### Activities
**a)** Duplicate the passage from the biography of the cartoonist Toms, starting at "Vaadakkal Thoppil Thomas" and ending at "Manorama in 1955.".
**b)** Go on with the biography of the cartoonist Toms, starting right after its final sentence.

### Selected extract
=== Section Start ===

Indian cartoonist (1929–2016)

Vaadakkal Thoppil Thomas (6 June 1929 – 27 April 2016), popularly known as Toms, was an Indian cartoonist from the state of Kerala, who created the cartoon characters Boban and Molly.

==Early life and career==
Toms was born to Vaadakkal Thoppil Kunjuthomman Kunjithomman and Sicily Thomas on 6 June 1929 in Kuttanad. He completed his graduation from St. Berchmans College, Changanassery. Later he joined the army as an electrician and left the job soon. He then devoted his career completely to drawing cartoons. His elder brother Peter Thomas was his inspiration behind drawings. Peter was a cartoonist at Shankar's Weekly at that time. Toms started his career in 1950 through Sathyadeepam, a Catholic weekly and Kerala Kaumudi. He then joined Malayala Manorama in 1955.

=== Section End ===

### Data listing
=== Section Start ===

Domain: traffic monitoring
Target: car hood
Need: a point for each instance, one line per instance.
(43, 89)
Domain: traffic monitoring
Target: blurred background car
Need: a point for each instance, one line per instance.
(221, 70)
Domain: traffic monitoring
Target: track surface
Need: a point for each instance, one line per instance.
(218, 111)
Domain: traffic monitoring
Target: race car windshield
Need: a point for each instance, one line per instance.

=== Section End ===

### Expected results
**a)**
Vaadakkal Thoppil Thomas (6 June 1929 – 27 April 2016), popularly known as Toms, was an Indian cartoonist from the state of Kerala, who created the cartoon characters Boban and Molly.

==Early life and career==
Toms was born to Vaadakkal Thoppil Kunjuthomman Kunjithomman and Sicily Thomas on 6 June 1929 in Kuttanad. He completed his graduation from St. Berchmans College, Changanassery. Later he joined the army as an electrician and left the job soon. He then devoted his career completely to drawing cartoons. His elder brother Peter Thomas was his inspiration behind drawings. Peter was a cartoonist at Shankar's Weekly at that time. Toms started his career in 1950 through Sathyadeepam, a Catholic weekly and Kerala Kaumudi. He then joined Malayala Manorama in 1955.

**b)**
==Boban and Molly==

Toms created the Malayalam cartoon characters Boban and Molly, the brother sister duos accompanied by a tiny puppy based on two real life persons of the same name. They were two children from his neighborhood and he discovered them in his 30s. Boban and Molly (ബോബനും മോളിയും) first appeared in the cartoon column of Sathyadeepam. Later the characters became more popular through Malayala Manorama. They were first published in 1957.
He resigned from Manorama in 1987 and started Toms Publications.

==Other characters created by Toms==

Toms also created other characters which appeared along with Boban and Molly, which all represented various personalities and life style of Keralites.
- Pothen Vakkeel and Wife- Parents of the kids
- Appy Hippy - The local romoeo
- Ittunnan and Chettathy - Panchayath president and his wife
- Motta - Friend of Boban and Molly
- Unnikkuttan - a naughty kid
- Kunchukuruppu - an intelligent and witty person
- Aasan - A knowledgeable and witty person
- Uppayi Mapla - A village simpleton

==Film adaptation==
A film Bobanum Moliyum based on the characters was released in 1971 directed by J. Sasikumar, starring Madhu and Kaviyoor Ponnamma. In 2006, an animation film was also released.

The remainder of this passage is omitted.